Task to complete:
Print every line of the data word for word.

(Input data Opens)

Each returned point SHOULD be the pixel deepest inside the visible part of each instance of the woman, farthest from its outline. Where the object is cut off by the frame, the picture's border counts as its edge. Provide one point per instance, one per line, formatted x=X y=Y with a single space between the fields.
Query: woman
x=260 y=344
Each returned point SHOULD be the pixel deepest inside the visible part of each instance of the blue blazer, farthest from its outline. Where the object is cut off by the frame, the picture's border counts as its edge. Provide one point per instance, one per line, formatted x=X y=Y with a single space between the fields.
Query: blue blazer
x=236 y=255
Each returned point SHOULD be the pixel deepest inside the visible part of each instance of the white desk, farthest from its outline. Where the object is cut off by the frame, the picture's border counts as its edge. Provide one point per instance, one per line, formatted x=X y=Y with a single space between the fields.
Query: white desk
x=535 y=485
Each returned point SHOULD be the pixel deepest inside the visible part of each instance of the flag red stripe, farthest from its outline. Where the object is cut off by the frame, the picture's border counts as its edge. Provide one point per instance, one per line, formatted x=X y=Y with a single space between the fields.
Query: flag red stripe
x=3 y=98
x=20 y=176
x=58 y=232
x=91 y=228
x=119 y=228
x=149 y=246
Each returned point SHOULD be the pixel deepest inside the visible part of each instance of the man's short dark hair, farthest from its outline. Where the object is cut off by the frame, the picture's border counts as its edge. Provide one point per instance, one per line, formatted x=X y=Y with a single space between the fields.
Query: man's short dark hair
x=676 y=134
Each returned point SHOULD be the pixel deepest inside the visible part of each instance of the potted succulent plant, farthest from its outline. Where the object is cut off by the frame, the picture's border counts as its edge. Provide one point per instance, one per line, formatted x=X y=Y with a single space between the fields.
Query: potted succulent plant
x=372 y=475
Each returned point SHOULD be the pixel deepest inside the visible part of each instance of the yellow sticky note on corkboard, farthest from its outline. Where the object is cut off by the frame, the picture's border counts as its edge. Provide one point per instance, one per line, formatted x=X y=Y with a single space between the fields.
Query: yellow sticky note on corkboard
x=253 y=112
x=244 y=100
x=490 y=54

(Input data Closes)

Output for this exercise:
Each returned point SHOULD be the pixel deepest inside the visible part of each instance of the woman, farthest from its outline. Where the object is cut off by the frame, the picture's border counts as its edge. Provide one point per instance, one per line, formatted x=X y=Y with a single space between the fields.
Query: woman
x=260 y=344
Each returned point SHOULD be the pixel deepest inside the visible part of each instance of the blue blazer, farthest from its outline. Where the object is cut off by the frame, the picture's border counts as its edge. Provide one point per instance, one per line, formatted x=X y=Y with a single space between the fields.
Query: blue blazer
x=236 y=255
Each returned point SHOULD be the pixel deepest inside the visible part of each instance of the white desk, farthest from its outline. Where the object is cut off by the frame, the picture's border counts as its edge. Provide one point per instance, one per line, formatted x=X y=Y with a single space between the fields.
Query: white desk
x=535 y=485
Each returned point SHOULD be the pixel deepest inside the visible part of each instance of the flag red stripe, farthest from its outline. Where the object is cut off by the frame, the picture's border counts as its edge. Provide one point per instance, one per line, formatted x=X y=Y with a single space between the fields.
Query: flag red stripe
x=3 y=98
x=20 y=176
x=58 y=232
x=91 y=228
x=119 y=228
x=149 y=246
Each returned point SHOULD be the pixel deepest inside the visible part of each instance of the man's short dark hair, farthest from its outline. Where the object is cut off by the frame, the picture's border counts as its edge. Provide one point per instance, one per line, formatted x=X y=Y with a single space between the fields.
Query: man's short dark hair
x=676 y=134
Each returned point SHOULD be the pixel deepest inside the visible part of each instance of the potted succulent plant, farthest from its outline. Where the object is cut off by the frame, the picture's border counts as its edge. Provide one point per instance, one per line, formatted x=X y=Y with a single space between the fields.
Query: potted succulent plant
x=372 y=475
Each returned point SHOULD be the pixel deepest inside the visible part of each instance of the yellow sticky note on corkboard, farthest from its outline. Where the object is cut off by the frame, the picture's border counts as its edge. Provide one point per instance, one per line, formatted x=X y=Y with a single space between the fields.
Query: yellow sticky note on corkboard
x=253 y=112
x=244 y=100
x=490 y=54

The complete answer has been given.